▸ Segmentation mask data
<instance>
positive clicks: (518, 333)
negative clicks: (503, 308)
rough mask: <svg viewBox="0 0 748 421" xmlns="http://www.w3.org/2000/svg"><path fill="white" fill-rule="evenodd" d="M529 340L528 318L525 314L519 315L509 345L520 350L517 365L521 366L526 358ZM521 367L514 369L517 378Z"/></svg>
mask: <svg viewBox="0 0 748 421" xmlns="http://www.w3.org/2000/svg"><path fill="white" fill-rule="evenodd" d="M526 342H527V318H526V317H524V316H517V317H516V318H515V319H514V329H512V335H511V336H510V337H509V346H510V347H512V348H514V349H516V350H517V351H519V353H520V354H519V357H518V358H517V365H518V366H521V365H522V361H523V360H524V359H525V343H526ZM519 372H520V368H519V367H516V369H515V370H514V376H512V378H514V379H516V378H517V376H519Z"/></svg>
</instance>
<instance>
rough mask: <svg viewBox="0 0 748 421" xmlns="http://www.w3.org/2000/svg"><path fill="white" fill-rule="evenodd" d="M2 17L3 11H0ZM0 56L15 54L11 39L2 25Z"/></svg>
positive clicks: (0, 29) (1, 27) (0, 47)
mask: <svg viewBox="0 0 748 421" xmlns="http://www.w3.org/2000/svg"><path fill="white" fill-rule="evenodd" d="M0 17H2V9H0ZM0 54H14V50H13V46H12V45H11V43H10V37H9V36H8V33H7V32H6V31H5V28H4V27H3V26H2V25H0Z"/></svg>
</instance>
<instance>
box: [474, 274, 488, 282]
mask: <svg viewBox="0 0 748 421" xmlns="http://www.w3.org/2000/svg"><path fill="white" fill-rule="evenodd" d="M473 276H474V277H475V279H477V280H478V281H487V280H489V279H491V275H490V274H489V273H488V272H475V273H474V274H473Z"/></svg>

▸ Problem to work on
Return, exactly as they stand, the lines from the start of the records above through the line with "negative clicks: (503, 308)", both ends included, and no other lines.

▸ Result
<instance>
positive clicks: (518, 333)
negative clicks: (503, 308)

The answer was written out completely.